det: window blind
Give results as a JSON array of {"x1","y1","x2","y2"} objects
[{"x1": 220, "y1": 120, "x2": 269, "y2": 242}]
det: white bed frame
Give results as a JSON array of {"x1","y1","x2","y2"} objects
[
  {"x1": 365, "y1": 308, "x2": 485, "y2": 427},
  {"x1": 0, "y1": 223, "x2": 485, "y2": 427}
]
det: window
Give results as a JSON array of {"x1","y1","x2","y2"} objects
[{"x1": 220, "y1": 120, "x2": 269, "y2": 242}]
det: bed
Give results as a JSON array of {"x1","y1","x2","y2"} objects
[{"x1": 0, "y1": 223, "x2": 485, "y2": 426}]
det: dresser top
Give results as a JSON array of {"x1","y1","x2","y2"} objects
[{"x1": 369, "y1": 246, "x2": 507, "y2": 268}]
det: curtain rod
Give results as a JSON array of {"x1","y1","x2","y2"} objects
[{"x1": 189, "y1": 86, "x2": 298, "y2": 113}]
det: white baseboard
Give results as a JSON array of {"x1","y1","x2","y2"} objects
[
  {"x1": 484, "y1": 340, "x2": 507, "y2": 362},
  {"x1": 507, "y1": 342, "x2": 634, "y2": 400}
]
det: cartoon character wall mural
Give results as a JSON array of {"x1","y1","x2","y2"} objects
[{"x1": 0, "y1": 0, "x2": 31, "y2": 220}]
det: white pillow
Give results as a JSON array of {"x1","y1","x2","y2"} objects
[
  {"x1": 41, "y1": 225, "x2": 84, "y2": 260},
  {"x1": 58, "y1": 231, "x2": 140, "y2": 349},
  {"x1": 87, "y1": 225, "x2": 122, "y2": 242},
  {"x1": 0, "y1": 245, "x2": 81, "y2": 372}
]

→ **GIVEN TASK**
Copy out every one of the records above line for line, changing nothing and keeping their order.

→ **RESPONSE FOR THIS EXERCISE**
det: window blind
Give results as a JSON array of {"x1","y1","x2","y2"} objects
[{"x1": 220, "y1": 120, "x2": 269, "y2": 242}]
det: white bed frame
Give results as a JSON array of {"x1","y1","x2","y2"} objects
[
  {"x1": 365, "y1": 308, "x2": 485, "y2": 427},
  {"x1": 0, "y1": 223, "x2": 485, "y2": 427}
]
det: window
Give results as a JSON array of {"x1","y1","x2","y2"} objects
[{"x1": 220, "y1": 120, "x2": 269, "y2": 242}]
det: bed
Give results as a JSON array of {"x1","y1","x2","y2"} objects
[{"x1": 0, "y1": 223, "x2": 485, "y2": 426}]
det: dresser top
Give results as a JSON array of {"x1","y1","x2","y2"} objects
[{"x1": 369, "y1": 246, "x2": 507, "y2": 268}]
det: curtain rod
Give results as a JSON array of {"x1","y1","x2","y2"} objects
[{"x1": 189, "y1": 86, "x2": 298, "y2": 113}]
det: white baseboard
Give results as a JSON array of {"x1","y1","x2","y2"} objects
[
  {"x1": 484, "y1": 340, "x2": 507, "y2": 362},
  {"x1": 507, "y1": 342, "x2": 634, "y2": 400}
]
det: cartoon character wall mural
Give results as a JSON array of {"x1","y1","x2","y2"} objects
[{"x1": 0, "y1": 0, "x2": 31, "y2": 220}]
det: white pillow
Give results as a JSON array of {"x1","y1","x2","y2"} objects
[
  {"x1": 41, "y1": 225, "x2": 84, "y2": 260},
  {"x1": 58, "y1": 231, "x2": 140, "y2": 349},
  {"x1": 87, "y1": 225, "x2": 122, "y2": 242},
  {"x1": 0, "y1": 245, "x2": 81, "y2": 372}
]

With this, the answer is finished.